Posted on: November 28, 2011 1:07 pm
Edited on: November 28, 2011 1:36 pm
Posted by Bryan Fischer
There's just something about a few helpings of turkey and some good old fashioned hate for a rival football team.
As the season winds down and, in most cases, ends for teams that don't qualify for a bowl game or conference championship, rivalry week is when many schools put all the eggs in the basket to go into the offseason knowing they went out on a high note.
Because of that, there was no better scene in college football this weekend than Lexington, Kentucky.
Despite using a wide receiver at quarterback due to injuries, Kentucky still managed to pull off a win against Tennessee for the first time since 1984. On the whole, it was a disappointing year but the win over the Volunteers will give the team something positive to think about in the offseason. That AD Mitch Barnhart announced that head coach Joker Phillips would be back for sure next season also added to a historic day for the program.
The scene afterward was what college football was all about. Fans rushed the field to celebrate with players, everyone of whom had a gigantic smile on their face. That they attempted just six passes for 15 yards to win ugly didn't matter, a win is a win and this one meant more than the other four they had during the season.
Perhaps it was appropriate that the Wildcats wore black jerseys because it felt afterward like a funeral for Tennessee, who lost out on a chance to go to a bowl game with the loss. The Derek Dooley era is on shaky ground after barely beating Vanderbilt and, now, ending the streak over Kentucky. No doubt the slick-haired, orange pants wearing Dooley had to take over a difficult situation but it's still Tennessee. There are players there and the defense isn't too bad with Justin Wilcox running things but there has been zero consistency.
The losses are one thing for Dooley but the lack of wins might be the most concerning part if you're a Vols fan. He's never beaten a ranked team and has no signature victory that he can hold his hat on. You can understand why they're clamoring for his head in Knoxville.
It was a slightly different scene in College Station - except for the clamoring for the head coach's head part.
It was once again a second half to forget for Texas A&M, as they ended their final scheduled game with Texas by falling on their face. There was plenty of optimism coming in that the Aggies would get the last laugh before leaving for the SEC but it was the Longhorn players who had no problem starting up an "S-E-C!" chant following the victory.
"Sports can be really cruel," Mack Brown said. "I think it was a time tonight where both teams deserved to win."
After 118 meetings, it was pretty cruel for things to end that way. Kyle Field had erupted following Ryan Tannehill's pass to Jeff Fuller for a 16 yard touchdown to take the lead but was silent after Justin Tucker's 40 yard field goal sailed through the uprights.
"They played their hearts out tonight," Tucker said. "But sending them off to the SEC with a sour taste in their mouth feels pretty good."
Nothing like beating a rival.
Stat of the week
In 26 games among BCS AQ schools or ranked non-AQ schools on Saturday, just two were within seven points and the average margin of victory was 20 points.
Stats of week
- Alabama held Auburn to a 3-and-out on 7-of-10 drives and now has 72 3-and-outs in 143 opponent drives (50.3%)

• _EXERCISE PROMPT_: List every college football program named in the college football column, giving each program once by its school name. The lines are not needed for this exercise.

• _DATA ENTRIES_:
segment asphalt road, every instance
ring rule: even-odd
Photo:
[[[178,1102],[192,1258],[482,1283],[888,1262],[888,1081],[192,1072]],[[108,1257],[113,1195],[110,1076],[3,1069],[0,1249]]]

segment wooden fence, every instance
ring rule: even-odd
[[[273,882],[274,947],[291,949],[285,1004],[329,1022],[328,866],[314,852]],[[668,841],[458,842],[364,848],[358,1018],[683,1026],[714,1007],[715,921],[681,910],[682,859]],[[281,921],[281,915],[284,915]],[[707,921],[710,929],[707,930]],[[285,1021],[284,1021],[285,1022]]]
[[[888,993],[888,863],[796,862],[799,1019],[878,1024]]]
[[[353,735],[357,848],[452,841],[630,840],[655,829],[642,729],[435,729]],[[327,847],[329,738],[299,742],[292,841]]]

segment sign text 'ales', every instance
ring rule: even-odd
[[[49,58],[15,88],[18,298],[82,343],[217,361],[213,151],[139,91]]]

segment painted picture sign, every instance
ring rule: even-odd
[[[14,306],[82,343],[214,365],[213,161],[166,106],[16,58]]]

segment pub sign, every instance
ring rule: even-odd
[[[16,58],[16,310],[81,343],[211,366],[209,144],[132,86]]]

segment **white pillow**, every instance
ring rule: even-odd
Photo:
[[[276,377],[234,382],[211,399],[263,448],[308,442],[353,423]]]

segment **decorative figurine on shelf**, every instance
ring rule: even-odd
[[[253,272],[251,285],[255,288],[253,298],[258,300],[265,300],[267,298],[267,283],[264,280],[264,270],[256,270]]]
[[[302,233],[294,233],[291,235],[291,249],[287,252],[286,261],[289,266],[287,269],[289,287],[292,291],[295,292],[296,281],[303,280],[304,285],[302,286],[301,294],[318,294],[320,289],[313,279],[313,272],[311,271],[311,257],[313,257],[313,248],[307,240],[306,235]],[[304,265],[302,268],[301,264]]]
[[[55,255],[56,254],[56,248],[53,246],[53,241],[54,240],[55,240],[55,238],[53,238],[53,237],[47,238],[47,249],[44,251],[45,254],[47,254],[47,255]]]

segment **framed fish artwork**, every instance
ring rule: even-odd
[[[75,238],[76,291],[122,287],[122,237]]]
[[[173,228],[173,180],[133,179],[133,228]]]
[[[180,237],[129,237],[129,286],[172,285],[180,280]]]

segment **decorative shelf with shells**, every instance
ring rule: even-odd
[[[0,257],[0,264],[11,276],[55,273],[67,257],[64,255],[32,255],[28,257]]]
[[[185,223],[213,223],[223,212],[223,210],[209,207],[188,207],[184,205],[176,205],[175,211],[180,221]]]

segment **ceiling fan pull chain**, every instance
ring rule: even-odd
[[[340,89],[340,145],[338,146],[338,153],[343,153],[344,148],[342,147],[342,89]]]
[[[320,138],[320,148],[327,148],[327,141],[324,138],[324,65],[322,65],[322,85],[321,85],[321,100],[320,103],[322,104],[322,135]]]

• _RESPONSE TO THIS EXERCISE_: Kentucky, Tennessee, Vanderbilt, Texas A&M, Texas, Alabama, Auburn